▶ REQUIRED WORK:
Of all the lines in the entries below, give again exactly those starting at the line containing "of the pine" and ending at the line containing "the rocky cliff", both ends included, and no others.

▶ DATA EXCERPTS:
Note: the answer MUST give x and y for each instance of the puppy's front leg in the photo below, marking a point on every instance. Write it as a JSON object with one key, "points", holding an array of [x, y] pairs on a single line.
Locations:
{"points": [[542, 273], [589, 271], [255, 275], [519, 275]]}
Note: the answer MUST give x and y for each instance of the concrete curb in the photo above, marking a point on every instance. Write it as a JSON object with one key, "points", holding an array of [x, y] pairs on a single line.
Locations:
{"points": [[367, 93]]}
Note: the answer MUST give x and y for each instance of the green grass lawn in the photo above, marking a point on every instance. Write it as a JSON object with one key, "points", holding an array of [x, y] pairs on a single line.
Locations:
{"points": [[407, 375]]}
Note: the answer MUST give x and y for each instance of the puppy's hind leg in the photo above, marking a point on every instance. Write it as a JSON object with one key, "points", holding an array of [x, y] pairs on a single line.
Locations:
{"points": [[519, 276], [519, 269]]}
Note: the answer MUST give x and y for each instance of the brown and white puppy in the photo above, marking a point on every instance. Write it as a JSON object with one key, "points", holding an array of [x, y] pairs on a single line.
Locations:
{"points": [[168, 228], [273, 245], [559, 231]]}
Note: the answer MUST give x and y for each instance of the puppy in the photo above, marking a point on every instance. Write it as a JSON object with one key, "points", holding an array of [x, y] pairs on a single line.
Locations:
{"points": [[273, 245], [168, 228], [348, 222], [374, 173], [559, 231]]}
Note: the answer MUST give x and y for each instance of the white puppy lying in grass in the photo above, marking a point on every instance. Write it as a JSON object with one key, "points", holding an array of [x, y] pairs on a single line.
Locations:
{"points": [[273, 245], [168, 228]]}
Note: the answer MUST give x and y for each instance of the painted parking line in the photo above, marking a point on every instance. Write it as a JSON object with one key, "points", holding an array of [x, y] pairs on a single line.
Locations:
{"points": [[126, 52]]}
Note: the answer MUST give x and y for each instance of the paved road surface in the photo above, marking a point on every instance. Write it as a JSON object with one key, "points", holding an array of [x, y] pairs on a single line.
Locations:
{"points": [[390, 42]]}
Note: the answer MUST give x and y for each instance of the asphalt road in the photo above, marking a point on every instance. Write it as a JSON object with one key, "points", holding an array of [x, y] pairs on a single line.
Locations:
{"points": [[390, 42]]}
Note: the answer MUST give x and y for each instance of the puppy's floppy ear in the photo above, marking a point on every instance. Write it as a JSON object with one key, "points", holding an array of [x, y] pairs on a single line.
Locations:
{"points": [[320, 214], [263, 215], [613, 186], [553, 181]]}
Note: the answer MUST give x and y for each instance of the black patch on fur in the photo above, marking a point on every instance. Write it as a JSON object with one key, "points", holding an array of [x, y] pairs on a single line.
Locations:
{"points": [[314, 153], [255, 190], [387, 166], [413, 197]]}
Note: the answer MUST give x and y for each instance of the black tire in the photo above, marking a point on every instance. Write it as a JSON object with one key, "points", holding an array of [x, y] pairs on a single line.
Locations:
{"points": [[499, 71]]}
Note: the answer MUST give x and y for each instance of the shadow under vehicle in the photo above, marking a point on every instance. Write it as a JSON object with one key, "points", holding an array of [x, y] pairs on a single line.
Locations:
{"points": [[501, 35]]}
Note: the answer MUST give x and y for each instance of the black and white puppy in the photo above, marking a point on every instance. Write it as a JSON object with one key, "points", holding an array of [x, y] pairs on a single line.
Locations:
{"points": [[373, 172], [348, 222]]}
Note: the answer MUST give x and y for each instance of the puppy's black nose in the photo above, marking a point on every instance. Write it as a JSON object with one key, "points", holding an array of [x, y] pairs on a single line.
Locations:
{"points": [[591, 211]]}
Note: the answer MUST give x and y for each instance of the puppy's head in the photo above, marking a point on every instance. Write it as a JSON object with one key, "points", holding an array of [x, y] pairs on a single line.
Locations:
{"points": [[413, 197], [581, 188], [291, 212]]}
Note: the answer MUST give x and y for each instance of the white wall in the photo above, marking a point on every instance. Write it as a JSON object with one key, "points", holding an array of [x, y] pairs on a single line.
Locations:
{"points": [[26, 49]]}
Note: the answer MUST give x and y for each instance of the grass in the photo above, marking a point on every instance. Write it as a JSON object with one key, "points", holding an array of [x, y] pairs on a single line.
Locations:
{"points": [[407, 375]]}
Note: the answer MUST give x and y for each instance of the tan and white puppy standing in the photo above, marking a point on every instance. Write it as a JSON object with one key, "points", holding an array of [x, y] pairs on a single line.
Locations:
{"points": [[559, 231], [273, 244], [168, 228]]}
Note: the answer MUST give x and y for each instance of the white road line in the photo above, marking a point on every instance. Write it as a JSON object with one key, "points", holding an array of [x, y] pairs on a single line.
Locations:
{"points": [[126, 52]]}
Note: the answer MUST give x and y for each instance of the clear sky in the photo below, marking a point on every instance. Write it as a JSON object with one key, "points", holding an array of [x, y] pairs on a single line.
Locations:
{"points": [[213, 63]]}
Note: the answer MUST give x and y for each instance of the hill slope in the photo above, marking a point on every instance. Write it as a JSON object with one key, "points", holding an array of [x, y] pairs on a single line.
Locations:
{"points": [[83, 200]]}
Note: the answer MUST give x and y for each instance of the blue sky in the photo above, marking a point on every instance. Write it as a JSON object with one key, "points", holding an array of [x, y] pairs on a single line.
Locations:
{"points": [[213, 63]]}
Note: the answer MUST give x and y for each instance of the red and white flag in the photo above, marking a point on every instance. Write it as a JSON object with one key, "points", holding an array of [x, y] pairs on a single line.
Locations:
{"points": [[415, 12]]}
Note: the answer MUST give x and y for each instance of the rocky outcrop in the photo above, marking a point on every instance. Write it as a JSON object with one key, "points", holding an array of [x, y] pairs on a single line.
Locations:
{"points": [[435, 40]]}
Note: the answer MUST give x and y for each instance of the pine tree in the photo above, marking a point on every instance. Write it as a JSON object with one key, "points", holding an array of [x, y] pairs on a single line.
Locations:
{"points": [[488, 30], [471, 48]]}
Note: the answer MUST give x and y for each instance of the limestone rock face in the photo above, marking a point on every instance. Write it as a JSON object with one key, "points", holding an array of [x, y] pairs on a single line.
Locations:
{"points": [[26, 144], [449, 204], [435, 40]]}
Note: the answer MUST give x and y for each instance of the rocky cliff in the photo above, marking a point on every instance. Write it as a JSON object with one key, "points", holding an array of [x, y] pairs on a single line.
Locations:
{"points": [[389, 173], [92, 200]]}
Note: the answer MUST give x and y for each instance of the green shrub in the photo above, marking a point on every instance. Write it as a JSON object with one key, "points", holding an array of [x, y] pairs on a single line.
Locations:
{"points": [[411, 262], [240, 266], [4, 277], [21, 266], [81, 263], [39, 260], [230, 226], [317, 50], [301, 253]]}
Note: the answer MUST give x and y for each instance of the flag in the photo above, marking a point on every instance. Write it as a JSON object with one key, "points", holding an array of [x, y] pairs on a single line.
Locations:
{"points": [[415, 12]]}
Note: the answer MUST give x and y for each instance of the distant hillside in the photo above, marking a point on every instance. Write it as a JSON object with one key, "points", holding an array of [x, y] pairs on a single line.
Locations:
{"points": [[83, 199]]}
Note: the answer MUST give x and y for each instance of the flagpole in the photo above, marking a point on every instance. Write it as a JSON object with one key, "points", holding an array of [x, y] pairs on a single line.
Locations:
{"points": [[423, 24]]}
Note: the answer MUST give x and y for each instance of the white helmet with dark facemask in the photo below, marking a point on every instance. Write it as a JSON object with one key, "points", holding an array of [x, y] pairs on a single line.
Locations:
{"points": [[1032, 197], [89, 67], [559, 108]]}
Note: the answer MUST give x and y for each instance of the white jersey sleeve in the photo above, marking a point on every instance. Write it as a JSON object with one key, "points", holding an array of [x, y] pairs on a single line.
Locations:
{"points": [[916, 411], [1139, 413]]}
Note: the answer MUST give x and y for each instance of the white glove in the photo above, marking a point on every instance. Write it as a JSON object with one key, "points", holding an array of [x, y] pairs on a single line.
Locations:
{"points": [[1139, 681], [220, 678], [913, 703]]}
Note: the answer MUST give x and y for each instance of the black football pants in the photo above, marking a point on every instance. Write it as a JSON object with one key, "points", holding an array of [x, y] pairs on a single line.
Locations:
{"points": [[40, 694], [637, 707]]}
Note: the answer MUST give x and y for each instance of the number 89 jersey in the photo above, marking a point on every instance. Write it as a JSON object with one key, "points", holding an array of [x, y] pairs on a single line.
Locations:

▶ TASK RESPONSE:
Note: the answer MUST give x and y for each instance of the pine tree in the photo above, marking a point on every instance. Write it as a JSON object with one key, "points", holding an array of [x, y] pairs on a single line.
Locations:
{"points": [[488, 30], [471, 48]]}
Note: the answer MUST give x and y for each instance of the limestone rock face in the photo above, marking a point on every instance. Write it as a JSON object with one key, "points", holding an array of [x, y] pairs on a single line.
Locations:
{"points": [[26, 144], [449, 204], [435, 40]]}
Note: the answer MUST give x and y for each instance of the rocky cliff in the photo above, marking a point on every instance. Write it as a JSON object with one key, "points", holding an array of [x, y] pairs on a single line.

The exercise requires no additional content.